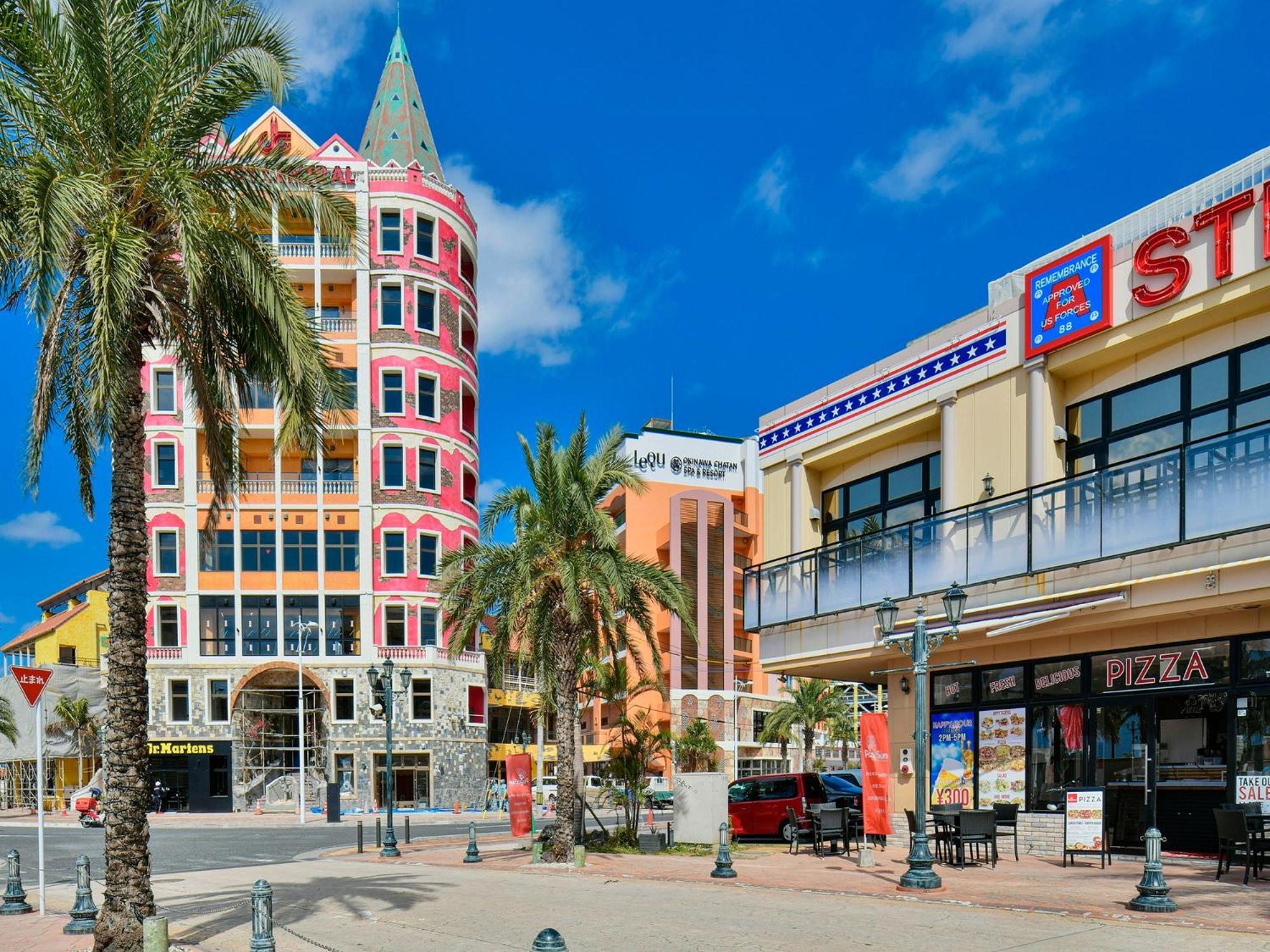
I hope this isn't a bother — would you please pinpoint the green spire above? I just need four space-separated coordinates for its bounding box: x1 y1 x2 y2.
361 27 446 182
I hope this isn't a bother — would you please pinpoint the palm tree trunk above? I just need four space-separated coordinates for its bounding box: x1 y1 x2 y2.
94 344 156 952
551 635 578 863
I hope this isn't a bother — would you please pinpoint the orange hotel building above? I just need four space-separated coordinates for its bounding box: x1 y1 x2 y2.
582 419 801 777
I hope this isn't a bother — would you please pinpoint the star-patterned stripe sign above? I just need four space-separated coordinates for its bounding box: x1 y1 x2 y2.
758 321 1006 454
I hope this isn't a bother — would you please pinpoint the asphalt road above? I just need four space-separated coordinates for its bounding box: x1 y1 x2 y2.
0 817 512 891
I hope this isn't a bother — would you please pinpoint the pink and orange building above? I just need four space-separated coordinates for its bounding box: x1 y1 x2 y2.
135 30 486 810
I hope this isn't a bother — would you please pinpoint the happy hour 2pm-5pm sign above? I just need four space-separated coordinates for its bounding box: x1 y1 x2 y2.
1024 235 1113 358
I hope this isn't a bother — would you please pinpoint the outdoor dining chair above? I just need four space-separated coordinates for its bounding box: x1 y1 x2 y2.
785 806 815 856
949 810 997 869
992 803 1019 862
1213 809 1270 886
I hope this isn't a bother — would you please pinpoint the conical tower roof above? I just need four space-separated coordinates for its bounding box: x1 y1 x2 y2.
361 27 446 182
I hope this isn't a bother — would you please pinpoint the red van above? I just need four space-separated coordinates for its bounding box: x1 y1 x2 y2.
728 773 829 843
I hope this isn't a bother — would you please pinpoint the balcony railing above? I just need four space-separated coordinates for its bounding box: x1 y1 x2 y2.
745 424 1270 631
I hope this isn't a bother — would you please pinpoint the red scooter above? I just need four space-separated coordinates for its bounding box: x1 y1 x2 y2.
75 787 105 828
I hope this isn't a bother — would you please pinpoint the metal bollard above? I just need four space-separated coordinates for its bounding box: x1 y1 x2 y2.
710 823 737 880
530 929 569 952
62 853 97 935
248 880 278 952
1129 826 1177 913
141 915 169 952
0 849 30 915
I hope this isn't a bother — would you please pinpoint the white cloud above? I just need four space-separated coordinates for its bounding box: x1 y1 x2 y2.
476 480 507 506
743 149 794 227
944 0 1066 61
446 157 627 367
269 0 396 102
853 72 1081 202
0 512 83 548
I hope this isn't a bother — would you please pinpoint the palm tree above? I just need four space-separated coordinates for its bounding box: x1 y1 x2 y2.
442 416 692 862
759 678 846 769
0 0 354 949
0 697 18 744
50 694 98 786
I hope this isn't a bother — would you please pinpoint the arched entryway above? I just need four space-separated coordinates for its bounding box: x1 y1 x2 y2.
230 661 328 809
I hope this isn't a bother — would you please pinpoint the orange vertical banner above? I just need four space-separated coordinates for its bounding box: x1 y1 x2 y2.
507 754 533 836
860 713 890 836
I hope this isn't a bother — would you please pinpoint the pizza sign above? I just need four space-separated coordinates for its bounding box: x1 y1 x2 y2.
1024 235 1113 358
9 664 53 707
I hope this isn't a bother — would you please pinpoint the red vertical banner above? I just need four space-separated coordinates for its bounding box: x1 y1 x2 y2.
507 754 533 836
860 713 890 836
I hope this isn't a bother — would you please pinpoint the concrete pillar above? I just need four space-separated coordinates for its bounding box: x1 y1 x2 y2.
790 456 806 552
1024 354 1050 486
939 393 955 509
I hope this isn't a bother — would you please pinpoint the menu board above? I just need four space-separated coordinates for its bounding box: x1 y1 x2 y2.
931 711 974 806
1063 787 1106 853
979 707 1027 810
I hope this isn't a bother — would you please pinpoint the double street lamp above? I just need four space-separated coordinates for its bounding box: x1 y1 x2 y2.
874 581 973 890
366 658 410 858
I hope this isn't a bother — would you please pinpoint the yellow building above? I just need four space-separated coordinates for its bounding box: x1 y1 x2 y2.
0 571 110 668
745 149 1270 854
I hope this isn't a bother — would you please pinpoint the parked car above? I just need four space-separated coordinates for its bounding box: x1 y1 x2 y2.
728 773 829 843
820 773 865 810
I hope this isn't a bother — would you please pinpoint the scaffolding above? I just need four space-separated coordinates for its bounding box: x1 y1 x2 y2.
232 671 328 806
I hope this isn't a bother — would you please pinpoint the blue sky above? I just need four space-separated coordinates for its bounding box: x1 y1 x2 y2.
0 0 1266 640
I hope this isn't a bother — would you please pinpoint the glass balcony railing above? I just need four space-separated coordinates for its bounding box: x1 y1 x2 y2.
744 424 1270 631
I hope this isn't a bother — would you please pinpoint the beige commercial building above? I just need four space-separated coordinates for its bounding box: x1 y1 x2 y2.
745 150 1270 852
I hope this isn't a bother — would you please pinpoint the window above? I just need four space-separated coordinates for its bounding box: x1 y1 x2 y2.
155 529 180 575
198 529 234 572
282 595 321 656
207 678 230 724
419 447 441 493
380 284 401 327
384 604 405 647
419 532 441 579
380 209 401 254
243 529 278 572
467 684 485 724
155 443 177 489
335 678 357 721
168 678 189 724
419 608 437 647
282 529 318 572
414 212 437 258
415 373 437 420
325 529 358 572
380 371 405 416
414 287 437 334
243 595 278 658
1067 340 1270 475
155 605 180 647
381 529 405 575
380 443 405 489
152 367 177 414
198 595 237 658
410 678 432 721
326 595 362 655
820 453 940 543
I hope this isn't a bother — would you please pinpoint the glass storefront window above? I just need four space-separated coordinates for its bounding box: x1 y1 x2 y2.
931 671 974 707
1020 704 1085 810
1033 658 1085 697
979 664 1026 704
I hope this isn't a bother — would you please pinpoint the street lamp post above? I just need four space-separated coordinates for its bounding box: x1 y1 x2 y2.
874 583 973 891
366 658 410 858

What is asked - Return the rows exactly as they appear, starting with the line that contains "palm tree trunk" and going on through the line that contains "582 419 801 777", both included.

Reply to the exercise -
I hope this isn't a bother — would you please pinpoint the palm tree trunk above? I just need four space-separated coordinates for its bounding box: x1 y1 x2 y2.
94 344 156 952
551 635 578 863
I hope this isn't a bother — would you please pinpoint the orange hotel building above? I just need four space-separated coordinates for its bounding box: x1 y1 x2 y2.
582 419 801 777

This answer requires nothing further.